**** Provided information

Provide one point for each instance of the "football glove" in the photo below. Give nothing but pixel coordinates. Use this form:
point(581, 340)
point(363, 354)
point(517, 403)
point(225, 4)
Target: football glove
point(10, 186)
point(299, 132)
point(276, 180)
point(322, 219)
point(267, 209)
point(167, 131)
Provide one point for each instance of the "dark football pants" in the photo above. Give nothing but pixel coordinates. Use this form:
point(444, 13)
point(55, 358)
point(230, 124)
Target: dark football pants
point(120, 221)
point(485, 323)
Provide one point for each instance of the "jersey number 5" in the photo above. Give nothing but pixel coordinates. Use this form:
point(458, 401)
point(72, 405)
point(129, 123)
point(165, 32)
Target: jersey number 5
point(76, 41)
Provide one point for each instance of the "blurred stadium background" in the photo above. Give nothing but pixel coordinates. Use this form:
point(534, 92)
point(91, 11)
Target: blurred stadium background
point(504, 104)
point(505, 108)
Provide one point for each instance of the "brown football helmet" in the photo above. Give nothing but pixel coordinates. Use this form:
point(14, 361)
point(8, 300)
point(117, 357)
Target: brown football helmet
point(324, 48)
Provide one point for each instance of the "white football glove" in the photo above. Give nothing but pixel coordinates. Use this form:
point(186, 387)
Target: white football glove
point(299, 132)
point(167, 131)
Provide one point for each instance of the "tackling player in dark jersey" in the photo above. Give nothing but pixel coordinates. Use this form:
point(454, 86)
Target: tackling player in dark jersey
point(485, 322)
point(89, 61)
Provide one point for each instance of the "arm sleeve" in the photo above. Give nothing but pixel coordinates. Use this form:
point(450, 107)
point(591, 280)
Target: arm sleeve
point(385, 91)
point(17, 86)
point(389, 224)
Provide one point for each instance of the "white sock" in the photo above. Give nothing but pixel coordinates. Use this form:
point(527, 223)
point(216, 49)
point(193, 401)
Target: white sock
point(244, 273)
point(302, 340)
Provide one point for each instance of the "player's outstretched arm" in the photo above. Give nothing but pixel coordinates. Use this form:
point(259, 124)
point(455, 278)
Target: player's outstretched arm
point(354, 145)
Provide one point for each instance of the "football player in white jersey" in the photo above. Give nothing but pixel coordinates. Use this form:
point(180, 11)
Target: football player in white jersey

********

### [Task details]
At the line containing "point(591, 280)", start copying. Continue exactly through the final line of the entries above and stop there.

### [Result of this task]
point(591, 280)
Target: arm sleeve
point(385, 91)
point(17, 86)
point(389, 224)
Provide one point for each instance of the "white sock" in the photo above. Give nothing but pixel coordinates. Use this form:
point(527, 223)
point(216, 49)
point(193, 401)
Target: white sock
point(244, 273)
point(302, 340)
Provide one point for each instance of the "player's outstretched arm" in the photo above. Give nothing but pixel coordinates. Use this form:
point(259, 124)
point(455, 278)
Target: player's outstretched arm
point(354, 145)
Provide one point for each instance of the "football player in white jersey" in the photo above. Give nothing but pixel coordinates. Use this form:
point(180, 11)
Target: football player in white jersey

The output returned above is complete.